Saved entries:
------------------------------------------------

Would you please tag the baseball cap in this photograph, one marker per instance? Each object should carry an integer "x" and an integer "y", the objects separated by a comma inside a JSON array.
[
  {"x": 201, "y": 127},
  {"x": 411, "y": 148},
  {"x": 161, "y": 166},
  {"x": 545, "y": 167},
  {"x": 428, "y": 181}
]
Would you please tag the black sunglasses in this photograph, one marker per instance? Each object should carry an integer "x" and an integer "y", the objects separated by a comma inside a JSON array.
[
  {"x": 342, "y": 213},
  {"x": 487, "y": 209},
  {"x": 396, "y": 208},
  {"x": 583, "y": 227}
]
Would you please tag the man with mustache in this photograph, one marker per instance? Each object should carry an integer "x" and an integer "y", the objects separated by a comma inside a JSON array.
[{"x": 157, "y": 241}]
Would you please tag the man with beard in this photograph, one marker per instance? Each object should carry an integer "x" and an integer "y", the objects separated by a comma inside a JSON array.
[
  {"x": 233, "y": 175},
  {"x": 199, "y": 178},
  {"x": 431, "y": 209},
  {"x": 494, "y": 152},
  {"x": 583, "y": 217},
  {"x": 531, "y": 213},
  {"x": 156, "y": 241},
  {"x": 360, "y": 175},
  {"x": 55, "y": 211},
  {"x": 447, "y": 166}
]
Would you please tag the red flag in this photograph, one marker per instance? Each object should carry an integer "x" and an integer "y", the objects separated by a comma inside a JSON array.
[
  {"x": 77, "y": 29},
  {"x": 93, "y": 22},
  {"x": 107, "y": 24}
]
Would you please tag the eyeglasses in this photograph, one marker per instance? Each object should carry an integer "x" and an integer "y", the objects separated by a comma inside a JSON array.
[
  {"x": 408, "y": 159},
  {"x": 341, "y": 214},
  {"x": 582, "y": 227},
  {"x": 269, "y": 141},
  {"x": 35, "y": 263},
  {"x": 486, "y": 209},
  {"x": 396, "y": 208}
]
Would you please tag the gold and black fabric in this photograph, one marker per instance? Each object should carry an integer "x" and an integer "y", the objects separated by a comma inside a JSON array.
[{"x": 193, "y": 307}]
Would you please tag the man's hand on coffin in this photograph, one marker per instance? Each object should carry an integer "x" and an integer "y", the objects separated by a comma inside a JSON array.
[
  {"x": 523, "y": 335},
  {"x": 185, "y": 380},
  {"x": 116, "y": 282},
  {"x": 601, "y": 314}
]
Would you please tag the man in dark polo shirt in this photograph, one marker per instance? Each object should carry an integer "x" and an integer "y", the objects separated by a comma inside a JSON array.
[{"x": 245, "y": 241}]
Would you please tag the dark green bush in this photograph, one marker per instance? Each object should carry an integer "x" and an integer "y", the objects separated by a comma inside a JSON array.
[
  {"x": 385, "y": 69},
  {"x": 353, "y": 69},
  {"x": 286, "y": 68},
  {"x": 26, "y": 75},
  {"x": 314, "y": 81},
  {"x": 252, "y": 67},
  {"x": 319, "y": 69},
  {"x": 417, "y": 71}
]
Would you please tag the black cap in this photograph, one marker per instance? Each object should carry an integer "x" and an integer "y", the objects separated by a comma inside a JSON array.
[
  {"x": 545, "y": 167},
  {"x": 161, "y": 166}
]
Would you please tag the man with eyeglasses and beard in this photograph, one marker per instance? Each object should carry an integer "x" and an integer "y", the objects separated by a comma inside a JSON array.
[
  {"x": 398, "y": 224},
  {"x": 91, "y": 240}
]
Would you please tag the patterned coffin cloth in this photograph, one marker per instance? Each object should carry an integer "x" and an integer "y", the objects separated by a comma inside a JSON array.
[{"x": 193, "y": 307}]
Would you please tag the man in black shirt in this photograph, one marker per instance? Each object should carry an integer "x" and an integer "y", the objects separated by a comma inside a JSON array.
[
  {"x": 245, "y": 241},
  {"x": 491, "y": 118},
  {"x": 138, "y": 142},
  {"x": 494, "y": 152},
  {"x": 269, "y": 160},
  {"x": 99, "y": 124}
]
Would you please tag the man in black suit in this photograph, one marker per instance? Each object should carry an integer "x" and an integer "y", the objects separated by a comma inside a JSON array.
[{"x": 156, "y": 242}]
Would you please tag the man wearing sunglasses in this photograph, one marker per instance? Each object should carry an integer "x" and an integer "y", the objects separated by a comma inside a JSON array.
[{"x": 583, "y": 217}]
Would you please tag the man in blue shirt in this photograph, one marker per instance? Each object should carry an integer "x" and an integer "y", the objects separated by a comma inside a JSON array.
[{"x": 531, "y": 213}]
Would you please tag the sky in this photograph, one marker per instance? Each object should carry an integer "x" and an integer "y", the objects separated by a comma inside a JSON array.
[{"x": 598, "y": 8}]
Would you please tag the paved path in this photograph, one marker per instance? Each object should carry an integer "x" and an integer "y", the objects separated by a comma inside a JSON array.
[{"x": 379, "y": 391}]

------------------------------------------------

**Required work**. Output the data in full, please, exactly as written.

**Exercise output**.
Would you please tag the baseball cap in this photograph, one marker per instance? Each object should carry an integer "x" and an integer "y", the objects separated by a comma inside a JSON array.
[
  {"x": 201, "y": 127},
  {"x": 411, "y": 148},
  {"x": 161, "y": 166},
  {"x": 545, "y": 167},
  {"x": 428, "y": 181}
]
Would you please tag the black sunglasses in this photograph, one marker per instance? Each object should carry an integer "x" and an integer "y", the objects separated by a comma inside a JSON array.
[
  {"x": 342, "y": 213},
  {"x": 487, "y": 209},
  {"x": 396, "y": 208},
  {"x": 583, "y": 227}
]
Would you please tag the man with mustache in this photograph, one marker per instance? Each object should carry an integer "x" and an integer "y", the objects separated by a comma inside a JSON array.
[{"x": 157, "y": 241}]
Would you please tag the man with beard in this photograph, one marker per instance? Each object should carry an integer "x" and an integer "y", the objects separated by a comma inside a JSON array.
[
  {"x": 233, "y": 175},
  {"x": 199, "y": 178},
  {"x": 431, "y": 209},
  {"x": 494, "y": 152},
  {"x": 583, "y": 217},
  {"x": 531, "y": 213},
  {"x": 156, "y": 241},
  {"x": 360, "y": 175},
  {"x": 55, "y": 211},
  {"x": 447, "y": 166}
]
Would you please tag the red flag in this photograph, one marker per instance? Each object should carry an integer "x" and an integer "y", the objects separated by a comma inside a JSON array.
[
  {"x": 77, "y": 29},
  {"x": 93, "y": 22},
  {"x": 107, "y": 24}
]
Would you please tag the eyeglasses in this photograph, one marker per instance? Each object should carry an integer "x" and an integer "y", the objects separated by a comma inside a JSON array.
[
  {"x": 408, "y": 159},
  {"x": 341, "y": 214},
  {"x": 582, "y": 227},
  {"x": 269, "y": 141},
  {"x": 35, "y": 263},
  {"x": 486, "y": 209},
  {"x": 396, "y": 208}
]
Would you please tag the gold and black fabric in this photograph, one marker per instance? Each object should carry an integer "x" and an integer "y", the objects separated by a comma inside a JSON array.
[{"x": 193, "y": 307}]
Would you please tag the man's hand on coffin in this photograph, one marker per instance? Each object should carry an integer "x" and an integer "y", the objects separated by a comma inside a JSON array.
[
  {"x": 523, "y": 335},
  {"x": 185, "y": 380},
  {"x": 116, "y": 282},
  {"x": 601, "y": 314}
]
Would you please tag the man in dark polo shirt in this photograph, one marker per instance? Each object should carry an integer "x" and an integer "y", the objects separated by a comma inside a JSON array.
[{"x": 245, "y": 241}]
Would you please tag the dark green bush in this photograph, one marker per instance? Each object should carry an integer "x" and an integer "y", the objects separated by a comma inside a JSON array.
[
  {"x": 385, "y": 69},
  {"x": 353, "y": 69},
  {"x": 286, "y": 68},
  {"x": 26, "y": 75},
  {"x": 314, "y": 81},
  {"x": 252, "y": 67},
  {"x": 319, "y": 69},
  {"x": 417, "y": 71}
]
Would you please tag the black cap in this photograph, one marker per instance? Each object should carry an integer "x" and an integer "y", the objects separated by a comma inside a JSON array.
[
  {"x": 545, "y": 167},
  {"x": 161, "y": 166}
]
Would you please tag the man with eyeglasses and beard in this photograph, one marker per instance? Each object should carry an integer "x" and an integer "y", the objects separated by a comma inside a JSON array.
[
  {"x": 398, "y": 224},
  {"x": 91, "y": 240}
]
Would you please tag the patterned coffin cloth in this photograph, one marker per instance? Each object should carry an integer "x" and an integer "y", the objects separated by a comma inside a JSON array.
[{"x": 193, "y": 307}]
Would you please tag the man in black shirt in this photograph, one marker per instance? Each object should carry an integer "x" and an integer "y", the objects separated by a comma inside a JSON array.
[
  {"x": 245, "y": 241},
  {"x": 491, "y": 118},
  {"x": 138, "y": 142},
  {"x": 494, "y": 152},
  {"x": 269, "y": 160},
  {"x": 99, "y": 124}
]
Would you please tag the man in black suit in this photograph, one marker per instance? Each object should carry an integer "x" and an integer "y", the objects separated by a comma inside a JSON array.
[{"x": 156, "y": 242}]
Would you please tag the man wearing sunglasses in this photograph, one marker per instance? Each object should carry an integer "x" and an integer "y", the objects separated by a comma inside a JSON array.
[{"x": 583, "y": 217}]
Would you please tag the man in blue shirt in this photograph, one marker per instance? Each object should carry an integer "x" and an integer "y", the objects separated by a comma inside a JSON array.
[{"x": 531, "y": 213}]
Would you please tag the sky in this photograph, one marker per instance? Each object should carry an integer "x" and an integer "y", the objects separated by a comma inside a JSON array.
[{"x": 598, "y": 8}]
Would you please tag the paved path in this photograph, one marker per instance? Each object should carry an integer "x" and an integer "y", the objects separated by a comma inside a JSON array.
[{"x": 379, "y": 391}]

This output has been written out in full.